KURZE ÜBUNG 1 | Sammle alle Zeilen, die das Wort „wing“ enthalten, und beachte dabei die Groß- und Kleinschreibung.

AUSGANGSTEXT |
|---|

Rezension
Die Polizistin Gladys Moss (Anjana Vasan), die vor Lebensfreude sprühende Rose Gooding (Jessie Buckley) und die alte Jungfer Edith Swan (Olivia Coleman) haben nicht wirklich viel gemeinsam. In einer Sache jedoch sind sich die drei Frauen sehr ähnlich: Jede von ihnen bewegt sich in einer frauenfeindlichen Gesellschaft der 1920er Jahre und versucht aus dieser auszubrechen.
Das kleine Küstenstädtchen Littlehampton in West Sussex in Südostengland wird in KLEINE SCHMUTZIGE BRIEFE (engl. LITTLE WICKED LETTERS) zum Schauplatz eines Skandals um Schmähbriefchen. Klingt zunächst nicht wirklich spannend? Ist es aber: Die Briefe waren für die damalige Zeit ziemlich obszön und beleidigten die Frauen in Littlehampton aufs Äußerste. Erst war nur eine Frau die Empfängerin, und dann gefühlt die halbe Stadt. Heute würden wir es womöglich mit Hate Speech auf Social Media gleichsetzen.

|---|

DATENAUSZUG |
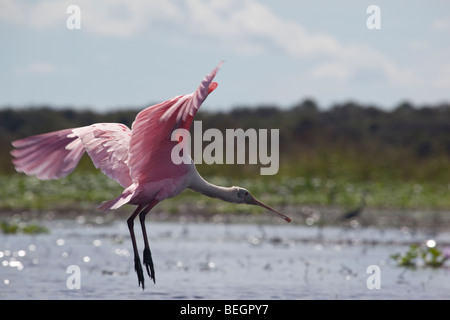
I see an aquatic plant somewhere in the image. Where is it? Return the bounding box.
[0,221,49,234]
[391,240,450,268]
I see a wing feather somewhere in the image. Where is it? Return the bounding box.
[128,63,221,183]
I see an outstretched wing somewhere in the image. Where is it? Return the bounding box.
[11,129,84,180]
[11,123,131,187]
[128,63,221,182]
[72,123,131,188]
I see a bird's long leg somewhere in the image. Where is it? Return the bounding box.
[127,205,144,290]
[139,199,158,283]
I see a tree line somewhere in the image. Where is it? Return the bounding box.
[0,99,450,179]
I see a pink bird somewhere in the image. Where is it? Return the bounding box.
[11,63,291,289]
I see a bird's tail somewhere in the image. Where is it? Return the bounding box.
[97,183,137,212]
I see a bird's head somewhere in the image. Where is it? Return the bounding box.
[235,187,291,222]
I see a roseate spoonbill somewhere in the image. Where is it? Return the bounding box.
[11,63,291,289]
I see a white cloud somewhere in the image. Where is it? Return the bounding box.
[431,17,450,32]
[0,0,418,85]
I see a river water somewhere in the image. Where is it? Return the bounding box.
[0,217,450,300]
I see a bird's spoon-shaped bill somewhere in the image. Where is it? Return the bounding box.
[250,197,291,222]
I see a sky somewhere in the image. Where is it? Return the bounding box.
[0,0,450,112]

|---|

KURZE ÜBUNG 2 | In welchem Küstenstädtchen spielt der Film laut der Rezension?

FERTIGE ANTWORT 1 |
I see a wing feather somewhere in the image. Where is it? Return the bounding box.
I see an outstretched wing somewhere in the image. Where is it? Return the bounding box.

FERTIGE ANTWORT 2 | In Littlehampton in West Sussex in Südostengland.